** What is required **
Copy every line of the records exactly, without including the images.

** Exercise data **
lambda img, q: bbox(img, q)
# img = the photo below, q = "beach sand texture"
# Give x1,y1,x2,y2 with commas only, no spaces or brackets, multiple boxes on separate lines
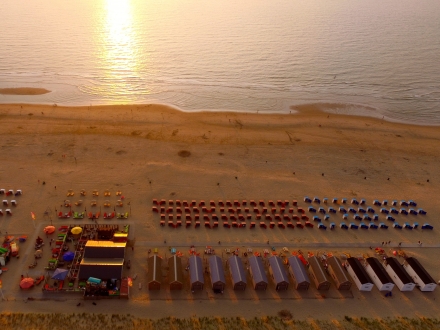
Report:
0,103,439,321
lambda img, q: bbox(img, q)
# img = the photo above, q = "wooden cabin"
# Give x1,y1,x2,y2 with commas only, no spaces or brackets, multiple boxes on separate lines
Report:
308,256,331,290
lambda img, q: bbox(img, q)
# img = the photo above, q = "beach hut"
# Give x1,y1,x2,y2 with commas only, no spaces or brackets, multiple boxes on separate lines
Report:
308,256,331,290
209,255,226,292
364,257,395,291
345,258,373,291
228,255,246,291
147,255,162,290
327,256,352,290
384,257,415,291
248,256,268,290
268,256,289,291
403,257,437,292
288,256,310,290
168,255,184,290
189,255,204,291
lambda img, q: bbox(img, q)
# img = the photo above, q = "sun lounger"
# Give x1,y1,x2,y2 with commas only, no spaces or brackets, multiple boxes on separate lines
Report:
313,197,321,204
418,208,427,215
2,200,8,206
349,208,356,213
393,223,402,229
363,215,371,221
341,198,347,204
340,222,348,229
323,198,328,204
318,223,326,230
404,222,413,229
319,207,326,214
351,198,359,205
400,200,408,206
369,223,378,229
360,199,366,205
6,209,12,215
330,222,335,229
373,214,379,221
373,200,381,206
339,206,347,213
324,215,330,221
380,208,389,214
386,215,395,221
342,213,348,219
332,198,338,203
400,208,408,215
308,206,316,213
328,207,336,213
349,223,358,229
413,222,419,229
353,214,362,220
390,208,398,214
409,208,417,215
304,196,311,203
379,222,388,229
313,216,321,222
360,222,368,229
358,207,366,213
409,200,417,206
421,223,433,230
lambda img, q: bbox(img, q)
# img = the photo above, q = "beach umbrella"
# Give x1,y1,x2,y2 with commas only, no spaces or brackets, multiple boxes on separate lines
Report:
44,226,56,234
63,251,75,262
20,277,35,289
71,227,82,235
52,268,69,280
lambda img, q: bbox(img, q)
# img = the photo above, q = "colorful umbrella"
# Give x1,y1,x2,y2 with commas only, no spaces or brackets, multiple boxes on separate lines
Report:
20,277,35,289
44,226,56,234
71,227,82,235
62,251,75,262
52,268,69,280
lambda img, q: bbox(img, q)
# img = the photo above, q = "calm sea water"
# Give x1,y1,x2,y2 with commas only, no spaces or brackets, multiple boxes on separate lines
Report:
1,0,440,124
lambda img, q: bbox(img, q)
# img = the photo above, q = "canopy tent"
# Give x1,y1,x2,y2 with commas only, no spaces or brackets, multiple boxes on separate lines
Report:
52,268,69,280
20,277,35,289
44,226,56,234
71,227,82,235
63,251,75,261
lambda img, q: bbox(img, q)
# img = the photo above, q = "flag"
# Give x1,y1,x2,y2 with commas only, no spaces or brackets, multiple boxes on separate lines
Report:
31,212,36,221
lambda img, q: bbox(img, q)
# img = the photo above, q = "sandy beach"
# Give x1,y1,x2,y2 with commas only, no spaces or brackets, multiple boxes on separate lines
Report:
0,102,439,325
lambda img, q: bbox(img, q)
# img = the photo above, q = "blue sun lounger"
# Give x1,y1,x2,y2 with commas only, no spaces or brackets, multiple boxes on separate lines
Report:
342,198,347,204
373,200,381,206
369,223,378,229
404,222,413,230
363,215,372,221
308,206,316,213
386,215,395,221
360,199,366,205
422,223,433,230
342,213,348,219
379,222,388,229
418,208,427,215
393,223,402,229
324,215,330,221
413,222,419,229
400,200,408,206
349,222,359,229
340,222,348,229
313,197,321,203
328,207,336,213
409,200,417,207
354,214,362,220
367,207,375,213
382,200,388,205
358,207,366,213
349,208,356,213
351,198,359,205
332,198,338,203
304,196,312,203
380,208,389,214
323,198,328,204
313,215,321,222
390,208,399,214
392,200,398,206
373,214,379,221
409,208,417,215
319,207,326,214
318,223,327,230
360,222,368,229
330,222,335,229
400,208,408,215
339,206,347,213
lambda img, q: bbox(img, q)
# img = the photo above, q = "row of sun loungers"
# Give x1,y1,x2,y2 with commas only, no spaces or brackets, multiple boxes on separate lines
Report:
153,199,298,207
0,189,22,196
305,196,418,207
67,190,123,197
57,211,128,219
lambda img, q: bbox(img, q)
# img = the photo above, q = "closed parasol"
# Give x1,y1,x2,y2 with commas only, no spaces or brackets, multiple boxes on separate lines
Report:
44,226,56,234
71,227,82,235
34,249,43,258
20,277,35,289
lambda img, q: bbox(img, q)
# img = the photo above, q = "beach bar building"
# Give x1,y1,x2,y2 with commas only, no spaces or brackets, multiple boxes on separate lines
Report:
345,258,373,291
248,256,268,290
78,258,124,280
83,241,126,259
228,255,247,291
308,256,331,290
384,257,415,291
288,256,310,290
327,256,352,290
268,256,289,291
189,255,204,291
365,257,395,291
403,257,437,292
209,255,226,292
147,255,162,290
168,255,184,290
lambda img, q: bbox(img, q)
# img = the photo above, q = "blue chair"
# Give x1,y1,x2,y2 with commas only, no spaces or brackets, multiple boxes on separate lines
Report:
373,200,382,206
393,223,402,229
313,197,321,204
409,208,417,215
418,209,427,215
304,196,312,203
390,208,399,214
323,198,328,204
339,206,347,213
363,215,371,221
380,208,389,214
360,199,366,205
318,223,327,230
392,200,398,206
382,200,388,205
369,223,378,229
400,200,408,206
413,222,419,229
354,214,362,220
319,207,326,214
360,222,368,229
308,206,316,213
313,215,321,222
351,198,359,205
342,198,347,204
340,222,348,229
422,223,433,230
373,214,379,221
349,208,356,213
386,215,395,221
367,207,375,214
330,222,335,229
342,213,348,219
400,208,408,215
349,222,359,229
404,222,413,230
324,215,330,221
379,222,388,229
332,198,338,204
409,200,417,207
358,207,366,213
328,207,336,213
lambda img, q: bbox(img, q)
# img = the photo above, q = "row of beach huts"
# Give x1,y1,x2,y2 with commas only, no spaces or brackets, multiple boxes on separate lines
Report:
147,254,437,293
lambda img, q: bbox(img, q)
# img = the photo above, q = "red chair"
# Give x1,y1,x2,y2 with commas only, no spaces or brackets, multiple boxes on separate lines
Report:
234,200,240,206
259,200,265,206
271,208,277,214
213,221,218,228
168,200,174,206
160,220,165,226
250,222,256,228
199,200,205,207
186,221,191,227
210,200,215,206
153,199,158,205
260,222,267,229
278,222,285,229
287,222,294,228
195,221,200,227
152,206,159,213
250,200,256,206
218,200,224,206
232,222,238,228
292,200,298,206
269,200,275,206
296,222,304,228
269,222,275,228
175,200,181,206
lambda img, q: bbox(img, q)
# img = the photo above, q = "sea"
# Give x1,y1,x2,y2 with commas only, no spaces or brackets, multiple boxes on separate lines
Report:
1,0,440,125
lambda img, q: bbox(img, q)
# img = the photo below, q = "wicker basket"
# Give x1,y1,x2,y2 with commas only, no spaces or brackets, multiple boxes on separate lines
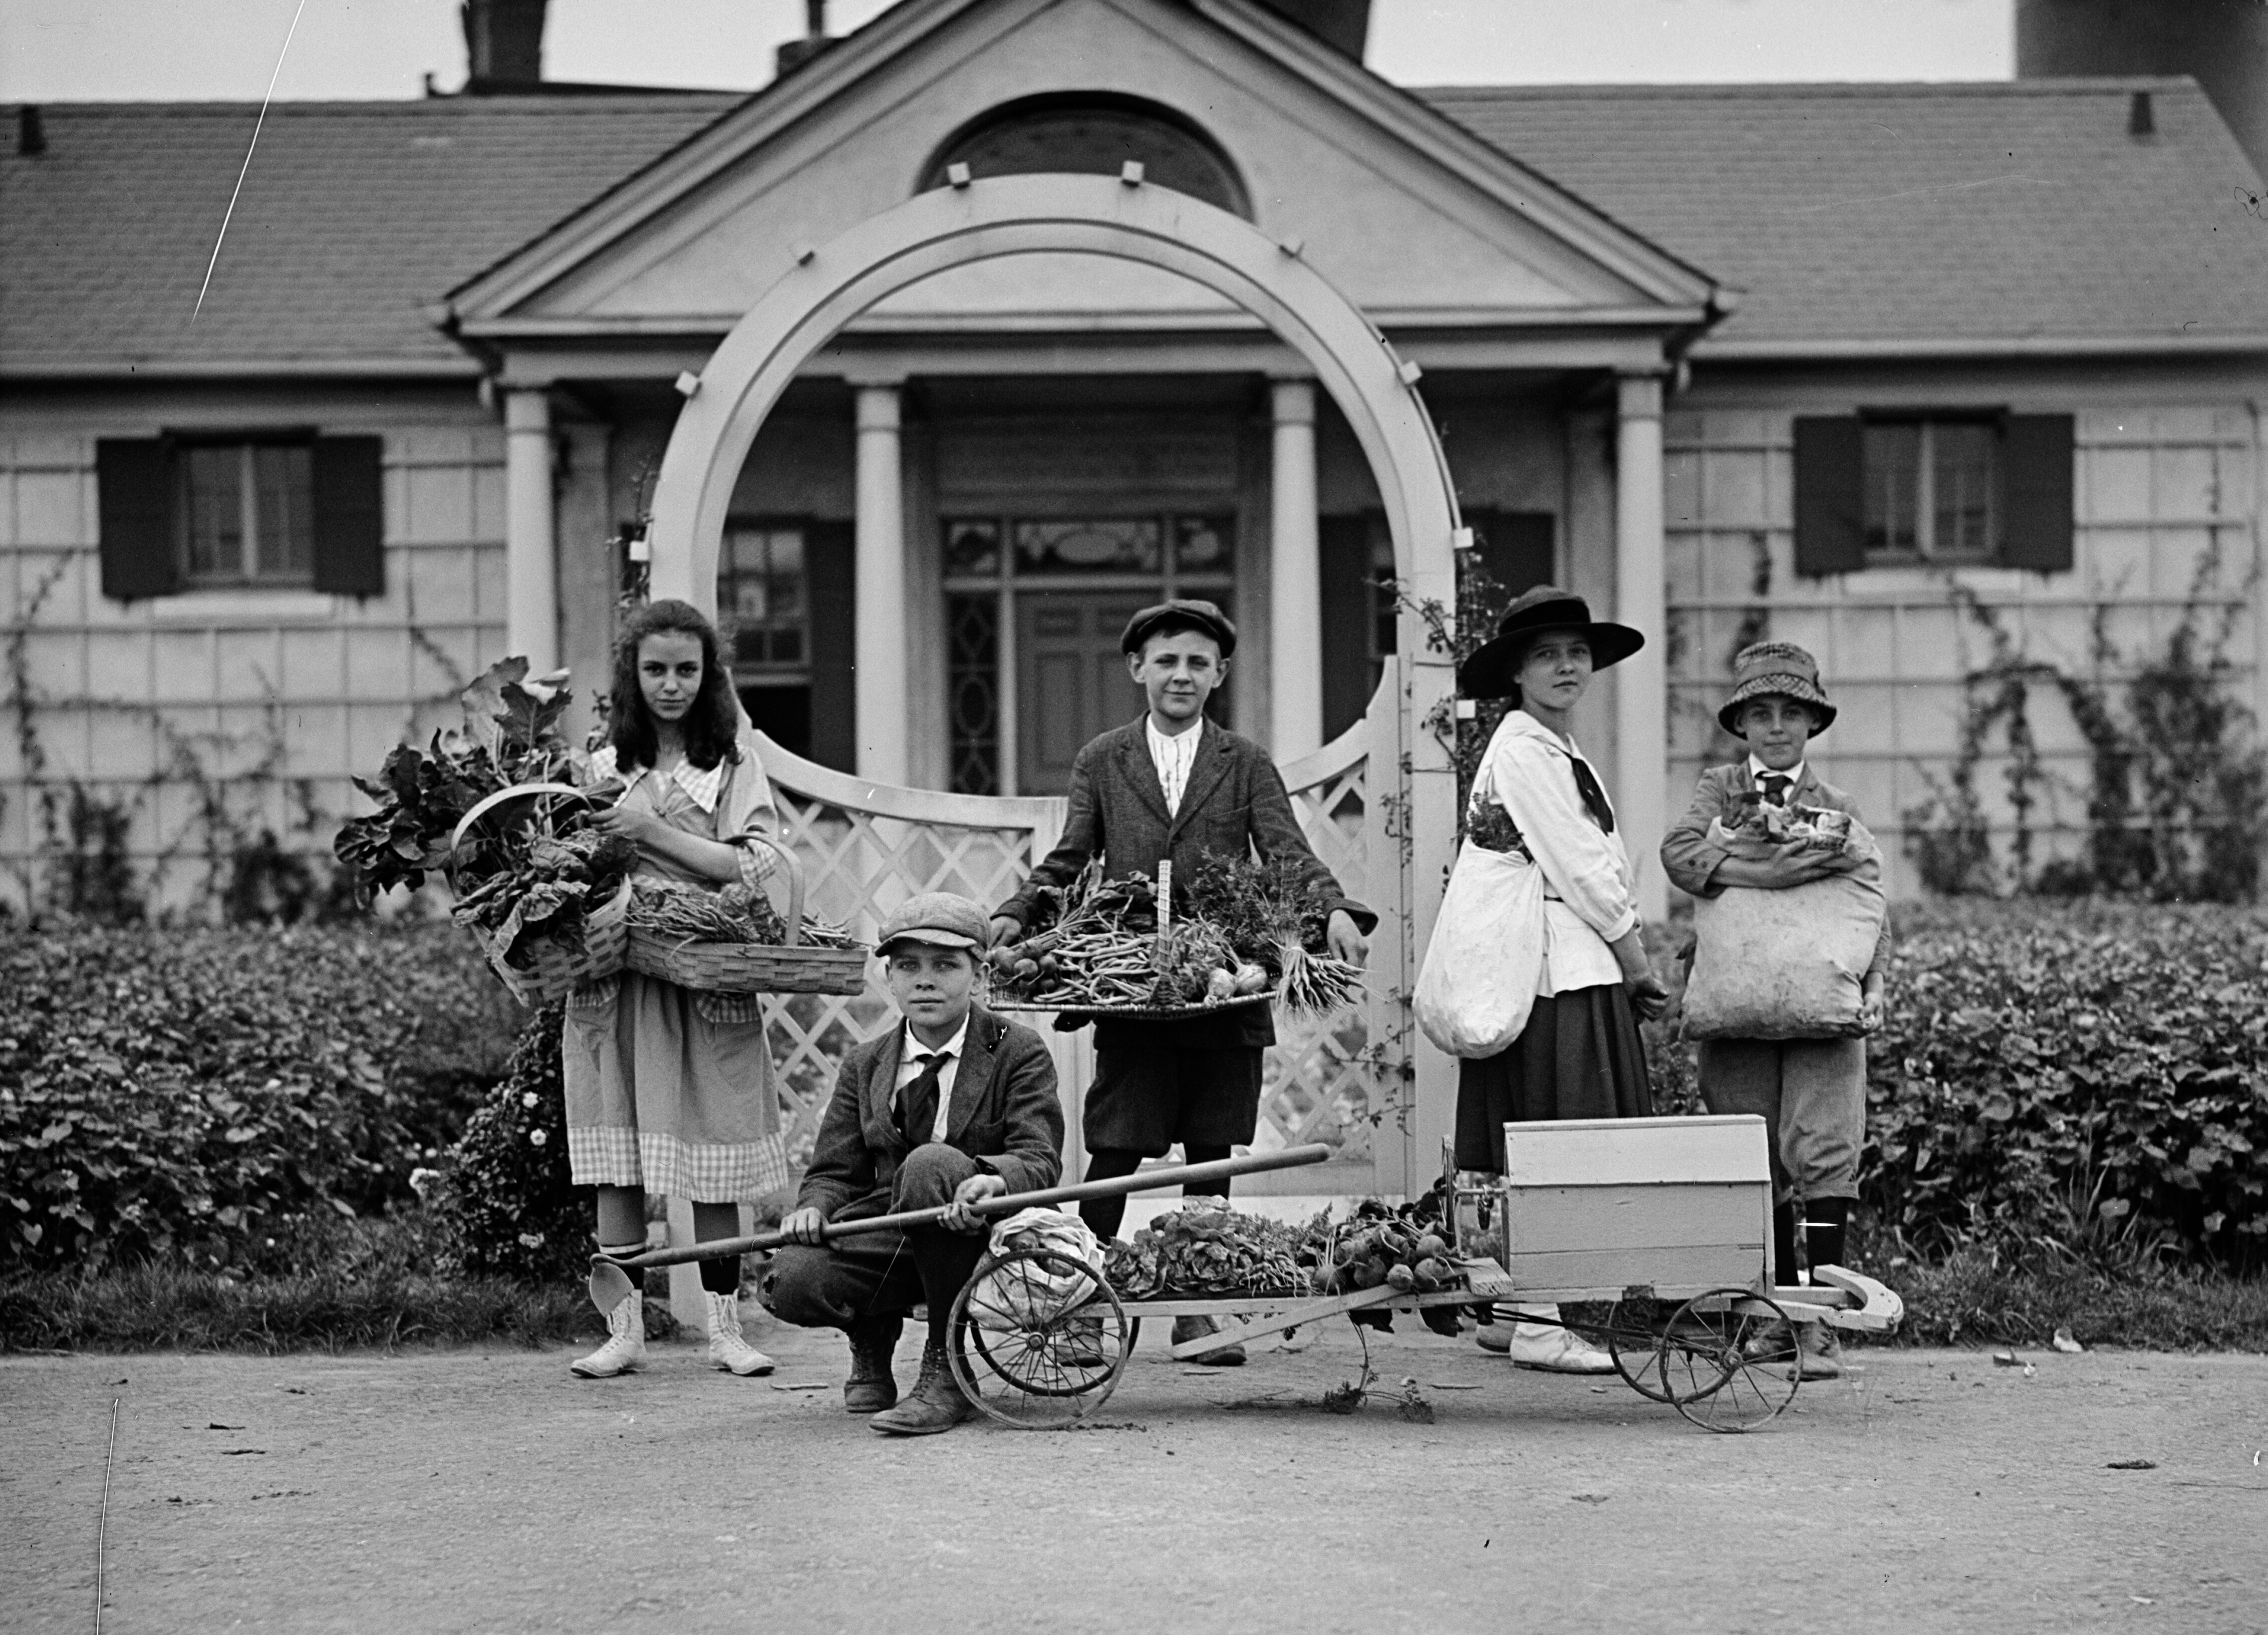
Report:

** Worked solution **
lambda img, q: bbox(img, q)
# img = the photo below, q = "beach sand texture"
# Give x1,y1,x2,y2 with commas only, no spaces or brackets, multiple boxes on separate lines
Report:
0,103,439,321
lambda img, q: bbox(img, q)
# img = the photo above, q = "wooden cabin"
# Give x1,y1,x2,y2 with commas only, no spaces or brackets, multiple boxes on separate lines
Report:
308,256,331,290
lambda img, q: bbox(img, q)
# img = the photo above, q = "beach hut"
# Give x1,y1,x2,y2 with commas only, no spaces or brackets, multiple boxes on separate lines
Report:
308,256,331,290
209,255,226,292
364,257,395,291
345,258,373,291
228,255,246,291
147,255,162,290
327,256,352,290
384,257,415,291
248,256,268,290
268,256,289,291
403,257,437,292
288,256,310,290
168,255,184,290
189,255,204,291
lambda img, q: bbox(img, q)
# img = the photo above, q = "sun lounger"
# Give x1,y1,x2,y2 with commas only, no spaces or brackets, multiple boxes on separate lines
Report:
313,197,321,204
418,208,427,215
2,200,8,206
349,208,356,213
393,223,402,229
363,215,371,221
341,198,347,204
340,222,348,229
323,198,328,204
318,223,326,230
404,222,413,229
319,207,326,214
351,198,359,205
400,200,408,206
369,223,378,229
360,199,366,205
6,209,12,215
330,222,335,229
373,214,379,221
373,200,381,206
339,206,347,213
324,215,330,221
380,208,389,214
386,215,395,221
342,213,348,219
332,198,338,203
400,208,408,215
308,206,316,213
328,207,336,213
349,223,358,229
413,222,419,229
353,214,362,220
390,208,398,214
409,208,417,215
304,196,311,203
379,222,388,229
313,216,321,222
360,222,368,229
358,207,366,213
409,200,417,206
421,223,433,230
lambda img, q: bbox(img, q)
# img = the photo above, q = "beach umbrella"
# Give x1,y1,x2,y2 with commas only, no spaces or brackets, multiple boxes on separate lines
Report:
44,226,56,234
63,251,75,262
20,277,35,289
71,227,82,235
52,268,69,280
lambda img, q: bbox(img, q)
# img = the photo above, q = "colorful umbrella"
# Give x1,y1,x2,y2 with commas only, no spaces or brackets, multiple boxes on separate lines
Report:
20,277,35,289
44,226,56,234
71,227,82,235
62,251,75,262
52,268,69,280
lambda img, q: bbox(img, q)
# img = the photo above, q = "calm sea water"
# Give x1,y1,x2,y2 with commas only, no spaces or brackets, multiple boxes on separate lines
Report:
1,0,440,124
lambda img, q: bbox(img, q)
# img = the photo above, q = "canopy tent"
# Give x1,y1,x2,y2 with commas only, no spaces or brackets, multiple boxes on separate lines
Report:
52,268,69,280
20,277,35,289
44,226,56,234
71,227,82,235
63,251,75,261
lambda img, q: bbox(img, q)
# img = the photo above, q = "flag"
# Give x1,y1,x2,y2 with commas only, no spaces or brackets, multiple boxes on separate lines
Report:
31,212,36,221
lambda img, q: bbox(img, q)
# img = the photo above, q = "sandy beach"
# Give x1,y1,x2,y2 with commas only, no spaces or brackets, multiple boxes on separate lines
Report:
0,102,439,325
lambda img, q: bbox(img, q)
# img = the photo above, q = "blue sun lounger"
# Give x1,y1,x2,y2 with commas only, no spaces or brackets, multiple boxes on separate lines
Report:
342,198,347,204
373,200,381,206
369,223,378,229
404,222,413,230
363,215,372,221
308,206,316,213
386,215,395,221
360,199,366,205
422,223,433,230
342,213,348,219
379,222,388,229
418,208,427,215
393,223,402,229
324,215,330,221
413,222,419,229
400,200,408,206
349,222,359,229
340,222,348,229
313,197,321,203
328,207,336,213
409,200,417,207
354,214,362,220
367,207,375,213
382,200,388,205
358,207,366,213
349,208,356,213
351,198,359,205
332,198,338,203
304,196,312,203
380,208,389,214
323,198,328,204
313,215,321,222
390,208,399,214
392,200,398,206
373,214,379,221
409,208,417,215
319,207,326,214
318,223,327,230
360,222,368,229
330,222,335,229
400,208,408,215
339,206,347,213
lambda img, q: bbox(img, q)
# img = the photo above, q = "row of sun loungers"
# Give x1,y1,x2,y2 with commas only, no spaces or brackets, multiple boxes on separate lines
Report:
153,199,298,207
0,189,22,196
305,196,418,207
67,190,123,197
57,211,128,219
lambda img, q: bbox(img, q)
# img = the photo above, q = "closed parasol"
# Give x1,y1,x2,y2 with commas only, no spaces or brackets, multiple boxes on separate lines
Report:
44,226,56,234
71,227,82,235
34,249,43,258
20,277,35,289
lambda img, q: bbox(img, q)
# img = the photo above, q = "beach bar building"
# Give x1,y1,x2,y2 with commas only, no spaces or brackets, multiple boxes on separate lines
Report:
345,258,373,291
248,256,268,290
78,258,124,280
83,241,126,259
228,255,247,291
308,256,331,290
384,257,415,291
288,256,310,290
327,256,352,290
268,256,289,291
189,255,204,291
365,257,395,291
403,257,437,292
209,255,226,292
147,255,162,290
168,255,184,290
lambda img, q: bbox(img, q)
# img = the photo above, q = "blue chair"
# Give x1,y1,x2,y2 with commas only, no spaces or brackets, multiple boxes on separate lines
Report:
373,200,382,206
393,223,402,229
313,197,321,204
409,208,417,215
418,209,427,215
304,196,312,203
390,208,399,214
323,198,328,204
339,206,347,213
363,215,371,221
380,208,389,214
360,199,366,205
318,223,327,230
392,200,398,206
382,200,388,205
369,223,378,229
400,200,408,206
413,222,419,229
354,214,362,220
319,207,326,214
360,222,368,229
308,206,316,213
313,215,321,222
351,198,359,205
342,198,347,204
340,222,348,229
422,223,433,230
373,214,379,221
349,208,356,213
386,215,395,221
367,207,375,214
330,222,335,229
342,213,348,219
400,208,408,215
349,222,359,229
404,222,413,230
324,215,330,221
379,222,388,229
332,198,338,204
409,200,417,207
358,207,366,213
328,207,336,213
lambda img, q: bbox(img, q)
# img = the photo above, q = "row of beach huts"
# Give x1,y1,x2,y2 with commas only, no spaces or brackets, multiple boxes on separate lines
Report:
147,254,437,293
lambda img, q: bbox(img, q)
# img = the photo above, q = "red chair"
# Give x1,y1,x2,y2 with commas only, no spaces or brackets, multiple boxes on separate lines
Report:
234,200,240,206
259,200,265,206
271,208,277,214
213,221,218,228
168,200,174,206
160,220,165,226
250,222,256,228
199,200,205,207
186,221,191,227
210,200,215,206
153,199,158,205
260,222,267,229
278,222,285,229
287,222,294,228
195,221,200,227
152,206,159,213
250,200,256,206
218,200,224,206
232,222,238,228
292,200,298,206
269,200,275,206
296,222,304,228
269,222,275,228
175,200,181,206
lambda img, q: bbox(img, q)
# img = the photo above, q = "sea"
# Give x1,y1,x2,y2 with commas only, no spaces or brackets, multiple boxes on separate lines
Report:
1,0,440,125
lambda img, q: bbox(img, q)
# img = the photo below, q = "wicker basket"
# Give x1,y1,x2,y2 with commas only, no spaces or brackets, multiple boxes on separate lines
Report:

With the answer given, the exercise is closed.